| Exercise prompt |
Reproduce the following records verbatim, omitting the pictures from your answer.

| Input rows |
--- BEGIN ---
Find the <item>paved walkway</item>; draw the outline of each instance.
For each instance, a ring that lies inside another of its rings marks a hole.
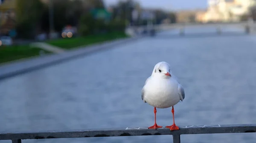
[[[65,50],[61,48],[47,44],[45,42],[38,42],[30,44],[31,47],[38,47],[42,49],[55,53],[60,53],[65,52]]]

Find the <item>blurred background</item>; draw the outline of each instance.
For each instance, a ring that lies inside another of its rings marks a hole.
[[[175,107],[177,125],[255,123],[256,19],[254,0],[1,0],[0,76],[134,39],[0,79],[0,132],[151,126],[154,107],[141,90],[161,61],[185,90]],[[159,109],[157,124],[171,125],[172,117],[171,108]],[[256,140],[253,133],[181,136],[181,143]],[[171,135],[22,140],[172,142]]]

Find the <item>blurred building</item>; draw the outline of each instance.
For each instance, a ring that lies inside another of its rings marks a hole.
[[[198,19],[200,19],[205,13],[205,10],[196,9],[194,10],[183,10],[177,12],[176,18],[177,22],[194,22],[198,21]],[[199,15],[199,14],[201,15]]]
[[[256,4],[255,0],[208,0],[207,11],[197,14],[197,20],[203,22],[239,21]]]
[[[16,0],[5,0],[0,5],[0,34],[8,35],[15,27]]]

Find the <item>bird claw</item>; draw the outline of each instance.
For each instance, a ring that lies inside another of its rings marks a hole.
--- END ---
| Finished exercise |
Find the <item>paved walkway</item>; draw the outline of each instance.
For each instance, a ring that lies inside another of its rings marks a hole.
[[[65,50],[61,48],[47,44],[45,42],[38,42],[30,44],[31,47],[38,47],[42,49],[55,53],[60,53],[65,52]]]

Find the <item>blurred background</item>; draw the outline of each instance.
For each instance, a ring that lies inside another of its rings marks a hole.
[[[175,107],[177,125],[255,123],[256,19],[254,0],[1,0],[0,76],[134,39],[0,79],[0,132],[151,126],[154,107],[141,90],[161,61],[185,90]],[[159,109],[157,124],[171,125],[172,117],[171,108]],[[256,140],[253,133],[181,136],[181,143]],[[171,135],[22,140],[172,142]]]

Find the <item>blurred building</item>; draw the outline of each instance.
For each instance, a ring that lies inside another of its rings marks a hole.
[[[198,19],[200,19],[205,13],[205,10],[196,9],[194,10],[183,10],[177,12],[176,18],[177,22],[194,22],[198,21]],[[199,15],[199,14],[201,15]]]
[[[256,4],[255,0],[208,0],[207,11],[197,14],[197,20],[203,22],[239,21]]]
[[[16,0],[5,0],[0,5],[0,34],[8,35],[15,27]]]

Find the <item>bird claw</item>; draw the outline of each instance.
For each instance, a ring that lies inside another of its rings marks a hole.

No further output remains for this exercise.